■ RECORDS FOR PROCESSING:

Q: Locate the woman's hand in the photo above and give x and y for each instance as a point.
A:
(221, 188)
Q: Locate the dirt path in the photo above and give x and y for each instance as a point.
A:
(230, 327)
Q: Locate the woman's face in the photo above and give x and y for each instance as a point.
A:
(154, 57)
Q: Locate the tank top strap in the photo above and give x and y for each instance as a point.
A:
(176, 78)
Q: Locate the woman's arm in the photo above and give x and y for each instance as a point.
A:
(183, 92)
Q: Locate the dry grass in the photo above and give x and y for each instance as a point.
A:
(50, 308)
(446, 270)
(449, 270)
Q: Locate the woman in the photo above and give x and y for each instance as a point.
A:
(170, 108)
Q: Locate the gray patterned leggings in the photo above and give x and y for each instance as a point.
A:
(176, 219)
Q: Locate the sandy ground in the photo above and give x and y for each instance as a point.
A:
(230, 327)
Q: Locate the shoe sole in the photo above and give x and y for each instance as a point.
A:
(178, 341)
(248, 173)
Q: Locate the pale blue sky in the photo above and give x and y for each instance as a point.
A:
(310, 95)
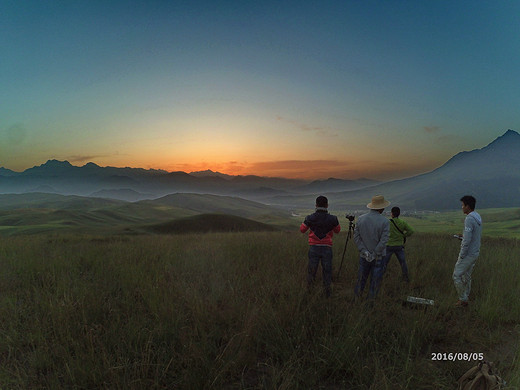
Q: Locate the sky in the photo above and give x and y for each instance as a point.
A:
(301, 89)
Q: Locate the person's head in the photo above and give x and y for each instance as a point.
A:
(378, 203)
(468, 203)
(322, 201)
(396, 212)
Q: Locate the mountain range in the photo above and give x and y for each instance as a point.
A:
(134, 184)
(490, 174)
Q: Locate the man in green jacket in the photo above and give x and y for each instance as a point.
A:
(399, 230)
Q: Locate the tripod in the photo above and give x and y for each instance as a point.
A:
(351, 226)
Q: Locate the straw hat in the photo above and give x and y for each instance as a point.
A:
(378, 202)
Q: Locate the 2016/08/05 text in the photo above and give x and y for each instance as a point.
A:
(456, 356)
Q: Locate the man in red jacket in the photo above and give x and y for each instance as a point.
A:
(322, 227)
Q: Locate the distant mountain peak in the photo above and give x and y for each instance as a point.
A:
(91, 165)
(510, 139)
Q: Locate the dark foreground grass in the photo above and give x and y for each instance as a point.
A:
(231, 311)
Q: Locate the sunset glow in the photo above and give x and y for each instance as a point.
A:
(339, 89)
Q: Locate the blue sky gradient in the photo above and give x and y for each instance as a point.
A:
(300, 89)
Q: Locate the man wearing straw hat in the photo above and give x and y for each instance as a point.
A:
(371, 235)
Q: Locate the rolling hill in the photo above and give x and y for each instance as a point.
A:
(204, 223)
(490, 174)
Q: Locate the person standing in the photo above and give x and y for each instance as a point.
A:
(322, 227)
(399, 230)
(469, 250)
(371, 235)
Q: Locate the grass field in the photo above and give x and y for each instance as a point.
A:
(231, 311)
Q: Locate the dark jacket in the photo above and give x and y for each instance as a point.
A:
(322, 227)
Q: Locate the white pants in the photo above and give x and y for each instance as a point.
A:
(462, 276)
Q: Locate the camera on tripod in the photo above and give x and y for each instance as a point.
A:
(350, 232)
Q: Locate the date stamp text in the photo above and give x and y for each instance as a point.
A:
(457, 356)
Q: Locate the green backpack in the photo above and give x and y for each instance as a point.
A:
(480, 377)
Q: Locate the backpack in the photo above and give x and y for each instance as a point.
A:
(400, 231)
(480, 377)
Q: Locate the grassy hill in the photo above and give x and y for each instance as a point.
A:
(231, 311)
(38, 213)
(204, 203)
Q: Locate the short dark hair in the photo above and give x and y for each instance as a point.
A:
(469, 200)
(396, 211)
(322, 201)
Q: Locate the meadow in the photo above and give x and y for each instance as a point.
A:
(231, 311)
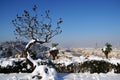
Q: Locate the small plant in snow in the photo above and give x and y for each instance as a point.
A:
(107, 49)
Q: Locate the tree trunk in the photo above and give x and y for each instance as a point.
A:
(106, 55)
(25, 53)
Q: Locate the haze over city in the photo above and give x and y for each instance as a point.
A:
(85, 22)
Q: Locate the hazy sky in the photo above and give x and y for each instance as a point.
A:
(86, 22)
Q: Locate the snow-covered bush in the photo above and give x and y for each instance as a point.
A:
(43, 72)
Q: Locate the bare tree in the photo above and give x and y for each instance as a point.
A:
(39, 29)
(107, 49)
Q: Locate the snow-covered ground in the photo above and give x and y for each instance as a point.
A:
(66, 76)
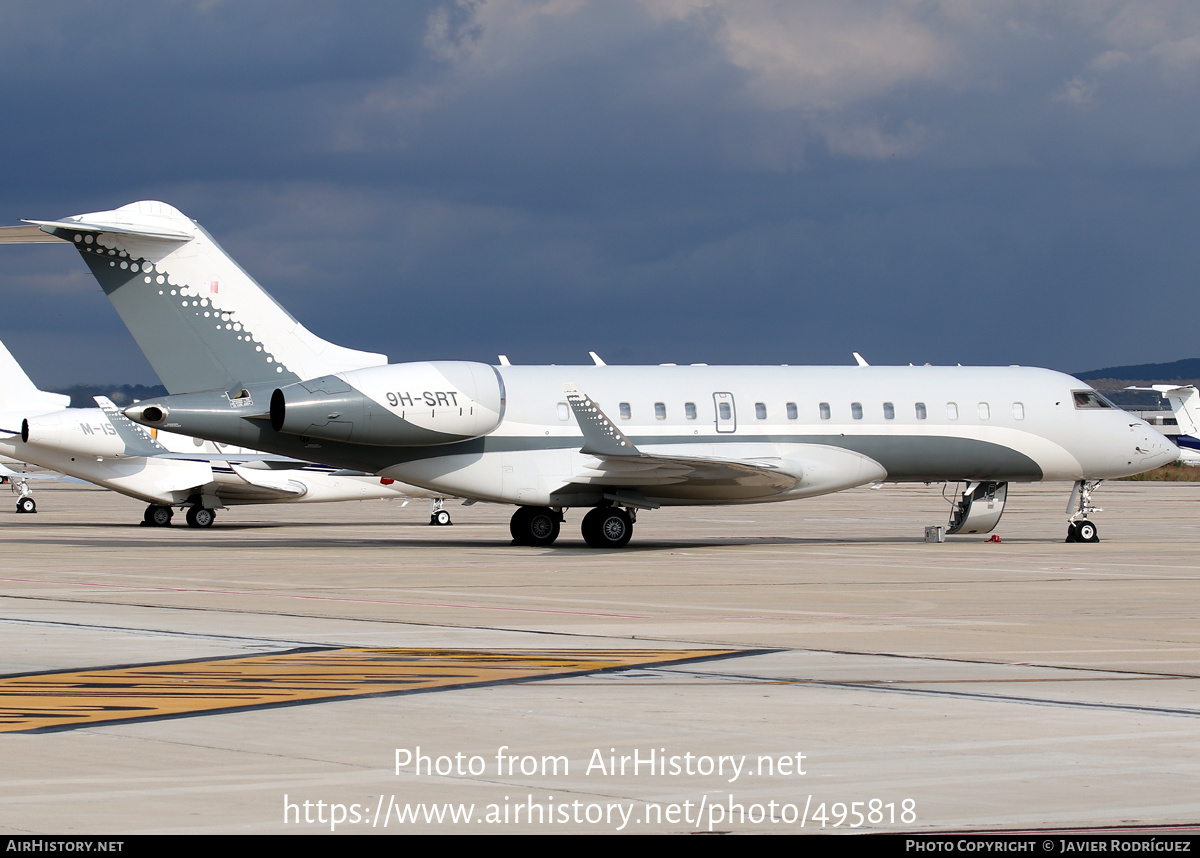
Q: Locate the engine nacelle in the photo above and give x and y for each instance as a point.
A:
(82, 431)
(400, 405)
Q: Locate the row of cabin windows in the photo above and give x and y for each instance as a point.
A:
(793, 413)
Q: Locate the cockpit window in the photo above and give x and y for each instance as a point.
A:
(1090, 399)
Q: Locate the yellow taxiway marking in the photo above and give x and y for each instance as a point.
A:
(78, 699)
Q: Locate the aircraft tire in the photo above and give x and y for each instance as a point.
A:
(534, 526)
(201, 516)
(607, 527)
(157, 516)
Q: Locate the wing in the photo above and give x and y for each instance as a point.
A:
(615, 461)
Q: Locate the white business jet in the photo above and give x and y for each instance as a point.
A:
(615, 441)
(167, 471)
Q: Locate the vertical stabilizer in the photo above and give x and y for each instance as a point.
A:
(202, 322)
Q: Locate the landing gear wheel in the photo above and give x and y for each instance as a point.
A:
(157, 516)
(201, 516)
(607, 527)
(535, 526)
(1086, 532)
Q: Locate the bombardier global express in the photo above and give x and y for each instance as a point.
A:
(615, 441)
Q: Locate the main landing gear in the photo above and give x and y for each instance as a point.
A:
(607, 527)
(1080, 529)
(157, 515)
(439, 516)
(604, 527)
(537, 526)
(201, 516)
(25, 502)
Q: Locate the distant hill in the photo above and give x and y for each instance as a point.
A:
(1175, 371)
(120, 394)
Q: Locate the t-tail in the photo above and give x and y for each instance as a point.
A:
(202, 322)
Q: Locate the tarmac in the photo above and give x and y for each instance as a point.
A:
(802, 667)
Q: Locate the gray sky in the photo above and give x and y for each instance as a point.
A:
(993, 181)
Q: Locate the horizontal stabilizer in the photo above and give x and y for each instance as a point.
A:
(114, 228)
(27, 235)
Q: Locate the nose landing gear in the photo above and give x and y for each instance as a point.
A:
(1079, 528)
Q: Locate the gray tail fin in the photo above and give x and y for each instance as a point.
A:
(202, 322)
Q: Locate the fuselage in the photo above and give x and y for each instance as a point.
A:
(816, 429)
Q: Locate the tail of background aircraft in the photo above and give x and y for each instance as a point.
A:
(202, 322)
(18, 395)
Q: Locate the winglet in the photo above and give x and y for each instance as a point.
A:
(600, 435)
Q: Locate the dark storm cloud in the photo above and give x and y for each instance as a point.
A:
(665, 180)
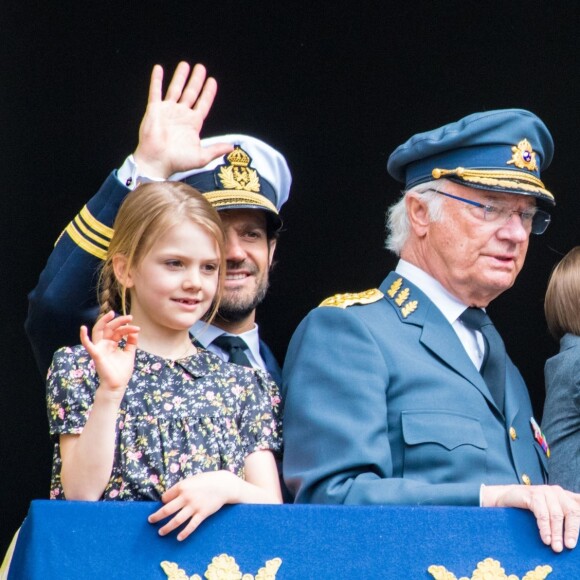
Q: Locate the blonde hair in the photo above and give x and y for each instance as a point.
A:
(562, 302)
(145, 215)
---
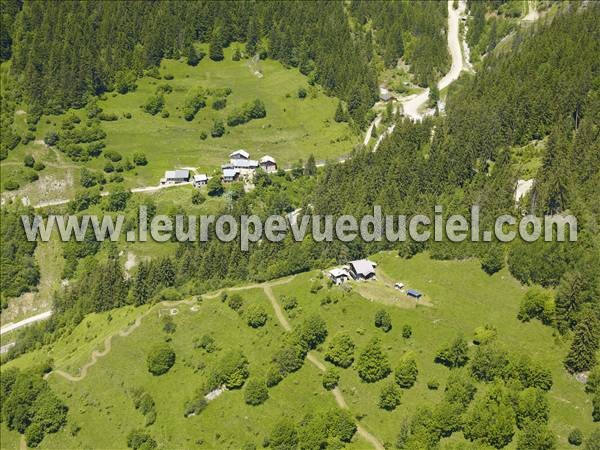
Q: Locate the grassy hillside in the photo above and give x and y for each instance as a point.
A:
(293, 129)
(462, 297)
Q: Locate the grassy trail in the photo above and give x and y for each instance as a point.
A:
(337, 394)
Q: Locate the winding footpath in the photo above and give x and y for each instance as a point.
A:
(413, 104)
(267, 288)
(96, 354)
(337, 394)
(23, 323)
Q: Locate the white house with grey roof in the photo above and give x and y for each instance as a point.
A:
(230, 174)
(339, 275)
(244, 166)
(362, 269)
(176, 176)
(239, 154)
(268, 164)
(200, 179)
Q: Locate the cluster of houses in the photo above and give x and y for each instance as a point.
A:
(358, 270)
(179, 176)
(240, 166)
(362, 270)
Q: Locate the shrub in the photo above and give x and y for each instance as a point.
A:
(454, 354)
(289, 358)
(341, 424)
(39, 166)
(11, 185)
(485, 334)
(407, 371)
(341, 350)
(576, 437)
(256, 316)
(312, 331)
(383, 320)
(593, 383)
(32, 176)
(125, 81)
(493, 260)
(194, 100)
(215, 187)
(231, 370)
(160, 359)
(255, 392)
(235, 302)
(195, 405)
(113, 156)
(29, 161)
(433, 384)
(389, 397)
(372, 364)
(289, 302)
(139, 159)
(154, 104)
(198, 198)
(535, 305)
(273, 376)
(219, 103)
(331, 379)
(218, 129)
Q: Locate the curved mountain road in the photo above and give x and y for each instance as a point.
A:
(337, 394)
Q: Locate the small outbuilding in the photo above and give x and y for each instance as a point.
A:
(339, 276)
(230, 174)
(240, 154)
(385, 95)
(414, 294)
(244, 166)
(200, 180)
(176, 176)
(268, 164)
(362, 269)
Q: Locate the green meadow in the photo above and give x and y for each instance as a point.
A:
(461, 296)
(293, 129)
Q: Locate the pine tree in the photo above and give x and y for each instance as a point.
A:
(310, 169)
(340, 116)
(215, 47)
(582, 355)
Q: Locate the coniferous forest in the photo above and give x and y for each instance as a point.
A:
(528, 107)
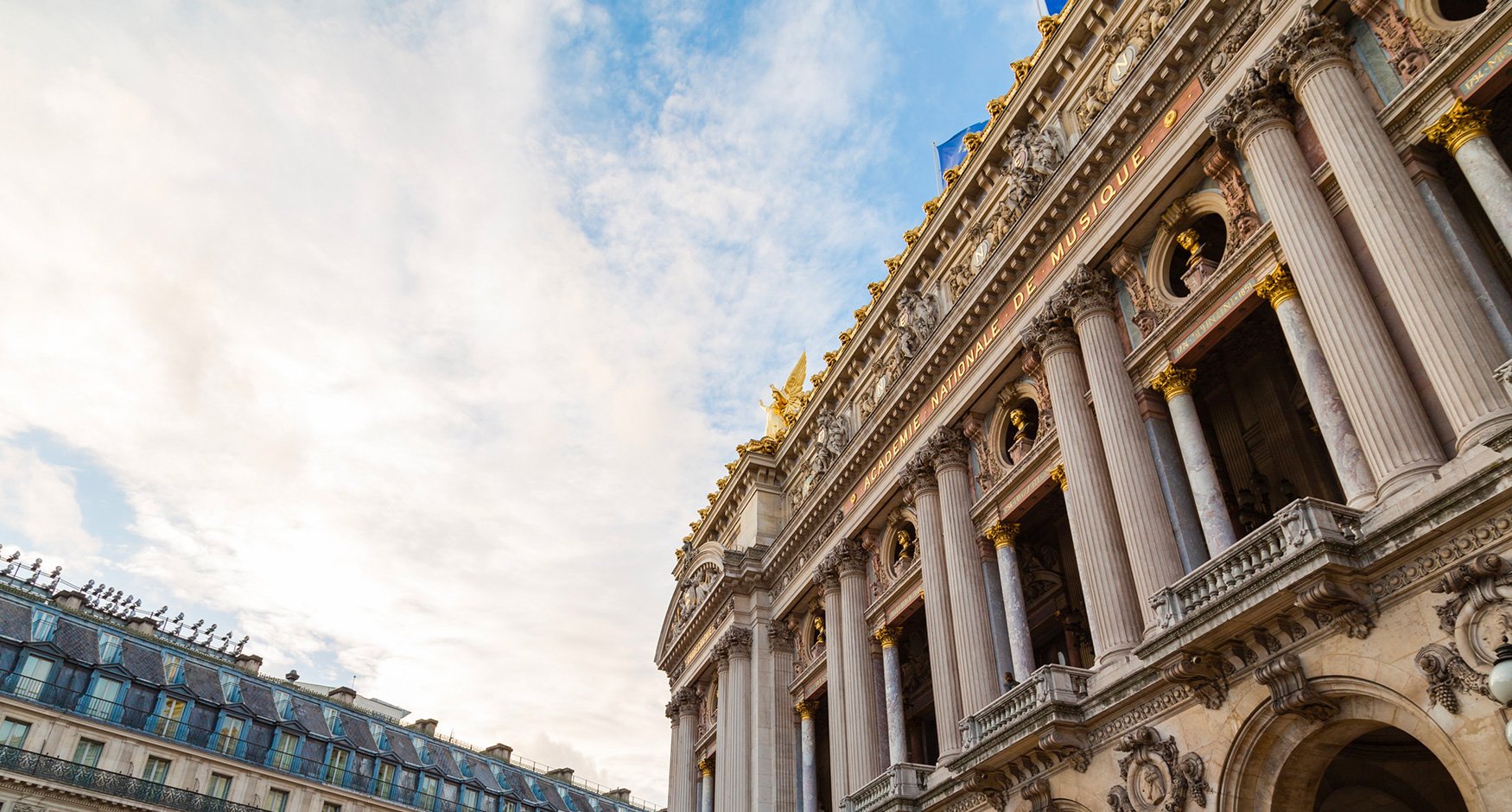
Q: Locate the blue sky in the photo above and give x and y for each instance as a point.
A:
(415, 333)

■ THE TASK: Update the rows from the line with "Q: Locate the vertical" through the line with "(1086, 532)" by replacing "vertical stabilizer" with "tail fin", and give back only those lines with nothing else changed.

■ FULL SOLUTION:
Q: Locate the tail fin in the photo above and give x and y for each instance as a point.
A:
(202, 322)
Q: Locate the landing gear wheel in the photo above and give x and y for each instance as a point.
A:
(157, 516)
(201, 516)
(607, 527)
(535, 526)
(1086, 532)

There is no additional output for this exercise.